* _Task objective_: Every entry below should be reproduced exactly, with all pictures left out.

** Stored data follows **

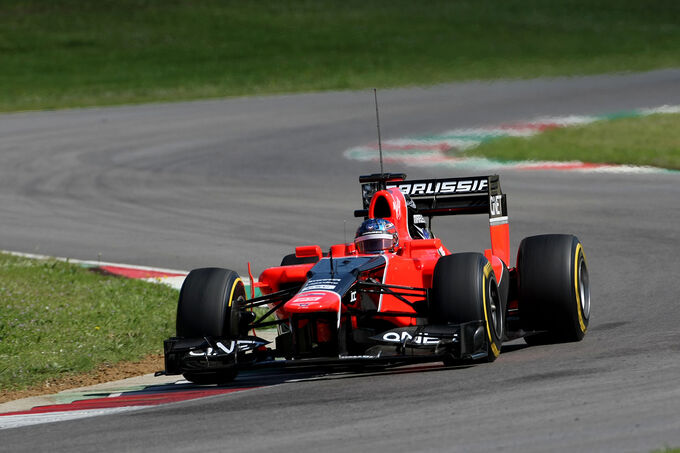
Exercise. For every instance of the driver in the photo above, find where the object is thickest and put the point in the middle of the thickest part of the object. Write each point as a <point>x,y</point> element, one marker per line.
<point>376,236</point>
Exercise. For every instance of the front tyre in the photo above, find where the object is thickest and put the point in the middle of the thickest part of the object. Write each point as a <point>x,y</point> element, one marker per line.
<point>554,288</point>
<point>464,289</point>
<point>210,305</point>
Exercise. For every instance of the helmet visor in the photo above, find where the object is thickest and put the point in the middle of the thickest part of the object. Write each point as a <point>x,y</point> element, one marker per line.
<point>374,243</point>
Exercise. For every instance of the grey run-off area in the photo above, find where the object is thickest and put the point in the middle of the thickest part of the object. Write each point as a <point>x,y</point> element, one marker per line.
<point>229,181</point>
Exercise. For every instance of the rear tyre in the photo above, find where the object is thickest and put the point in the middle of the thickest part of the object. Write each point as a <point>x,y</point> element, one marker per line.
<point>464,289</point>
<point>209,305</point>
<point>554,288</point>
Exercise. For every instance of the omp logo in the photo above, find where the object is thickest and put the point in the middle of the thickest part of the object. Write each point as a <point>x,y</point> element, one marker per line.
<point>405,337</point>
<point>443,187</point>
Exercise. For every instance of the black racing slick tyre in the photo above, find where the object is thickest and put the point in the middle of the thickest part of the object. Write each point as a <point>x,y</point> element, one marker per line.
<point>554,288</point>
<point>209,305</point>
<point>464,289</point>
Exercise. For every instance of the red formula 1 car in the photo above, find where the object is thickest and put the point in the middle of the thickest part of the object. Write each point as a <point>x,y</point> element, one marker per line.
<point>394,295</point>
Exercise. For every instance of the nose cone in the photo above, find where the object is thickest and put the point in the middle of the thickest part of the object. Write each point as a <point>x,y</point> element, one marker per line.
<point>313,301</point>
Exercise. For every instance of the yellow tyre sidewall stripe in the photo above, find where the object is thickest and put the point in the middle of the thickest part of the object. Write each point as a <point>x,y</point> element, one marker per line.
<point>579,250</point>
<point>233,289</point>
<point>487,272</point>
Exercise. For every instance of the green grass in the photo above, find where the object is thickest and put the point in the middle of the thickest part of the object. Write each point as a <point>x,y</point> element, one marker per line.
<point>57,318</point>
<point>652,140</point>
<point>67,53</point>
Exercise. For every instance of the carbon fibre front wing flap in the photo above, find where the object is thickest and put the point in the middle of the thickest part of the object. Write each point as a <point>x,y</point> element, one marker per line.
<point>394,346</point>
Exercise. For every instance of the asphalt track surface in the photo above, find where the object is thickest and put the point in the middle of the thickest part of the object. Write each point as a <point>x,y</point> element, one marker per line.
<point>222,182</point>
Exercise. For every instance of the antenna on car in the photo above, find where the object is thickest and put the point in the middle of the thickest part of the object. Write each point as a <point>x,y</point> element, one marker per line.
<point>377,118</point>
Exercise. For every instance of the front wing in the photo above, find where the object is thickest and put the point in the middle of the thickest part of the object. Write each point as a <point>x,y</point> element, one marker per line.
<point>396,346</point>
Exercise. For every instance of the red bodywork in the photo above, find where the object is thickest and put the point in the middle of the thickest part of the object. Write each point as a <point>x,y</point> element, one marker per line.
<point>411,265</point>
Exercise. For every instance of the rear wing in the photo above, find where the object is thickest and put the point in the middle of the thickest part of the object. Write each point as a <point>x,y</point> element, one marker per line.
<point>440,197</point>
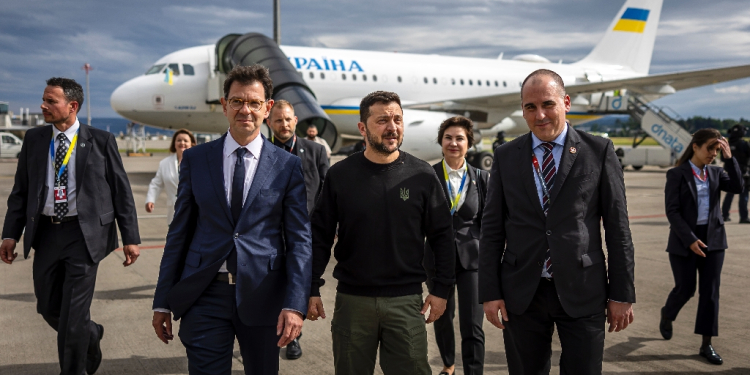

** End of Stored data **

* _Your response_:
Exercise. For every instance of the driver in the photo above, find where the object is thickest and put the point in the middle of the thickest part of the object. Write each point as a <point>x,y</point> element, one marker per line.
<point>376,236</point>
Exercise. For every instance of the front tyre in the photo above, find where the object is thickest and put the point in the middle of the thickest part of the object. Write each point as a <point>x,y</point> element, one marker per line.
<point>554,288</point>
<point>464,289</point>
<point>210,305</point>
Exercise. For every instance of the helmet visor in the photo above, find where the object is thickest and put the point in the middle of the thickest part of the object. Write each point as a <point>x,y</point> element, one marker per line.
<point>374,243</point>
Exercise. For every instance of the grey run-off area in the photo above, find where the object is thickest and put the point in the middle of the thickest part of the object. Write each point as a <point>x,y</point> element, one marker per line.
<point>229,181</point>
Exercise. For every instance of the rear tyre in the photo above, find where the object is thickest and put the point in the middle of the thickest part of the object. Write each point as a <point>x,y</point> element, one marker per line.
<point>464,289</point>
<point>209,305</point>
<point>554,288</point>
Exercise. For every instance of the omp logo in the photo above, find where the object is thickest and put the point in the middle of the thickest part of the object. Write each point as a <point>x,y</point> element, one marker per line.
<point>405,337</point>
<point>443,187</point>
Exercise. For every instance of the black racing slick tyre in the photo above, find where the object is thickest and put the point in the middle of the thickest part of the object. Write each point as a <point>x,y</point> element, one marker per line.
<point>554,288</point>
<point>209,305</point>
<point>464,289</point>
Exercise. For every instance of the red formula 1 car in the photo above, find where the object is thickest and put the point in the middle of the thickest part of the object. Write each point as a <point>x,y</point> element, one marker per line.
<point>394,295</point>
Exercise. For every instance of the nose cone in the photo above, find where the object is thickest and put the point in the middle of the thickest part of the object. Write each point as a <point>x,y</point> element, one marker per line.
<point>313,301</point>
Exercise. For every instance of the yellow tyre sidewall stripe in the photo above, find where the object is thickest and put the point in the middle of the thickest part of the object. Write each point as a <point>x,y</point> element, one marker per line.
<point>579,250</point>
<point>233,289</point>
<point>487,272</point>
Exercise. For every instance of the green grass in the photo above, find where the object is thickest and put the point in the middle of the thickest part of the object. Write each point as a <point>x,y</point> element, one marker per line.
<point>57,318</point>
<point>652,140</point>
<point>67,53</point>
Exercise. For every instance of the carbon fibre front wing flap in the photo above, find where the object is thickest and put the point in the middle of the thickest part of the object. Write each point as a <point>x,y</point> element, one marker per line.
<point>394,346</point>
Exercise. For every instance of the asphalt track surface in the photo above, find where the object is thickest and put the point in the middle of the thickest part of the object. Write each point as a <point>x,y</point> element, one marker per line.
<point>222,182</point>
Exercise. For every instance of the antenna on car in the photo above, find where the object is thickest and put the point in the middle of the thickest part of the object. Write each point as a <point>x,y</point> element, one marker per line.
<point>377,118</point>
Exercise. For every instance of the front wing in the photo above, find where the object is thickest and put the point in the middle of the thickest part of the object. Write each point as a <point>x,y</point> element, one marker per line.
<point>396,346</point>
Exercise. For every instance of the red bodywork in the photo above, find where the object is thickest and put the point in the middle of the thickest part of the object. Write each point as a <point>x,y</point> element, one marker per line.
<point>411,265</point>
Exercise. For every instance of the rear wing in the photo above, find where the object is thickest and put the point in the middle of the thickest part of the object. Write each point as a <point>x,y</point> element, one marker per line.
<point>440,197</point>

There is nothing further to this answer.